*TASK*.
Copy down every line of the data that follows exactly. Omit the pictures.

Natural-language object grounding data
====

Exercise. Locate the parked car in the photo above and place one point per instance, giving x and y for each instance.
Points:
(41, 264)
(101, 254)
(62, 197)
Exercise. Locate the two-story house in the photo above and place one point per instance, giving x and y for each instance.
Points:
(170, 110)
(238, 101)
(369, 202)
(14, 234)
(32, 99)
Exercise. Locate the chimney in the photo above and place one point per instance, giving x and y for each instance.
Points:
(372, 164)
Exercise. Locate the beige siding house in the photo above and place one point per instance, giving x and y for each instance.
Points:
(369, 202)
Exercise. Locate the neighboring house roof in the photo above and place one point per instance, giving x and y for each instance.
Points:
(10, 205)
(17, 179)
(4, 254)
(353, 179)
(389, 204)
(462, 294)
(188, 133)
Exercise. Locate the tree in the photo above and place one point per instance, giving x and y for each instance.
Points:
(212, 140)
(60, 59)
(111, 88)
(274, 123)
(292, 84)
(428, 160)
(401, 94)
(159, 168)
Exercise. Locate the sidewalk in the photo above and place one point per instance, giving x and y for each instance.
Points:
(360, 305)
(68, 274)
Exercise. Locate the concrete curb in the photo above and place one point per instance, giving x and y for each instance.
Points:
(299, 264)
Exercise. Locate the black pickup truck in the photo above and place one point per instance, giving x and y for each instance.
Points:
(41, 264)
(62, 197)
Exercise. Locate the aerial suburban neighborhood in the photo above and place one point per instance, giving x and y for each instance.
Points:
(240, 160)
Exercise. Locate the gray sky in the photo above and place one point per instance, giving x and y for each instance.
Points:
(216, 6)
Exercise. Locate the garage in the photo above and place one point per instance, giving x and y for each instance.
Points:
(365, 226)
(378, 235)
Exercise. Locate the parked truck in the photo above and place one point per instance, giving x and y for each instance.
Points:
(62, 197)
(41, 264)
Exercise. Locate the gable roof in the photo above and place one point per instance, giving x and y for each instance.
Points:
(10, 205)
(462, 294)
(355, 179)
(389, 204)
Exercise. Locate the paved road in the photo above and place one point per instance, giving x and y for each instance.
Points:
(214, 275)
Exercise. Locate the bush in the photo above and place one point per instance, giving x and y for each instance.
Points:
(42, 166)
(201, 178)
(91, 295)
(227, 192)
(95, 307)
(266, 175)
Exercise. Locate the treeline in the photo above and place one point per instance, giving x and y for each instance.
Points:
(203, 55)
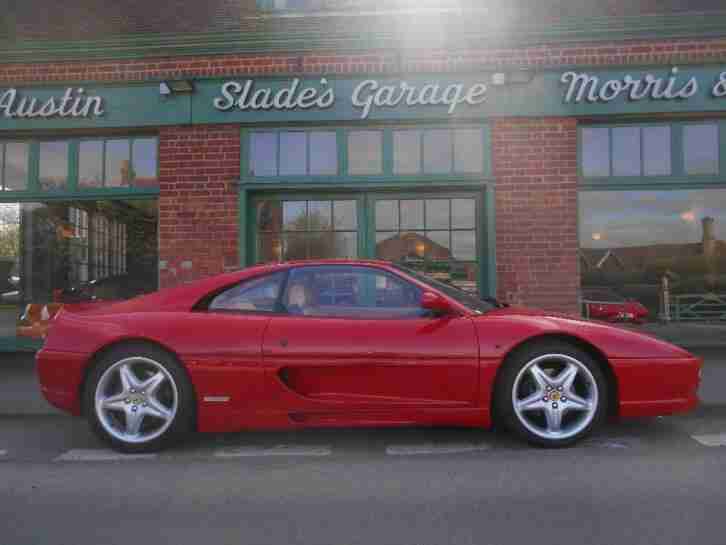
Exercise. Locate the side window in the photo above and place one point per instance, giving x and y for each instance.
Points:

====

*THE COMPLETED TASK*.
Exercise. Locate the parked car in the photo above and place one point per instance, giving x and y for each instance.
Points:
(41, 264)
(101, 254)
(62, 197)
Exercise. Locate the two-story house in the photo above and place one point per instance, giving x and y for each instance.
Points:
(170, 110)
(238, 101)
(369, 202)
(14, 234)
(32, 99)
Exercise. Locate the chimney in the photo above and place one point per instance, giving x and y for each instance.
Points:
(372, 164)
Exercise. Locate the beige siding house in the photo above and place one point per instance, giving x and y for each instance.
Points:
(369, 202)
Exercise. Locate the neighboring house roof in the photo above and place one point per instance, giving x and y for each instance.
Points:
(10, 205)
(17, 179)
(4, 254)
(353, 179)
(389, 204)
(462, 294)
(188, 133)
Exercise. Locate the tree in the photo above and place one point per instance, giving x and y for each instance.
Points:
(212, 140)
(60, 59)
(111, 88)
(274, 123)
(292, 84)
(428, 160)
(401, 94)
(159, 168)
Exercise. Locate the sidewalk in the photo above and place one point per instance, giving x and y for each instance.
Points:
(360, 305)
(68, 274)
Exercise. Locate the concrete curb in the photo above and place one point per instance, giving x and y for each instance.
Points:
(299, 264)
Exercise. Locate the black pickup truck in the photo above and place one point per instance, giving x and y for each instance.
Points:
(41, 264)
(62, 197)
Exercise. Locate the aerial suburban neighborhood in the photo above and place one point per instance, giving x and y for each instance.
Points:
(240, 160)
Exercise. Locate the gray sky in the photo above and place one point per instance, giving x and y for each instance.
Points:
(216, 6)
Exercise. Locate the garage in the photo above and place one point per instance, giving x and y for each instance.
Points:
(365, 226)
(378, 235)
Exercise. Locate the parked truck in the photo above and place one point per instance, giving x and y for each instance.
Points:
(62, 197)
(41, 264)
Exercise. Locate the gable roof in the photo above and place one point per instance, giving x and y for each instance.
Points:
(10, 205)
(462, 294)
(355, 179)
(389, 204)
Exercise. Locate the paved road in the photo above and place one point per instance, giving x and y for each instance.
Points:
(214, 275)
Exercise. Locate the bush in the photo above and place one point per instance, giving x and y for each instance.
Points:
(42, 166)
(201, 178)
(91, 295)
(227, 192)
(95, 307)
(266, 175)
Exercise. Locate the treeline in the photo above and place one point per instance, giving x and y for each instance.
Points:
(203, 55)
Exercise. Locate the side window in the photo above and place one point per instance, giving x and y for each instance.
Points:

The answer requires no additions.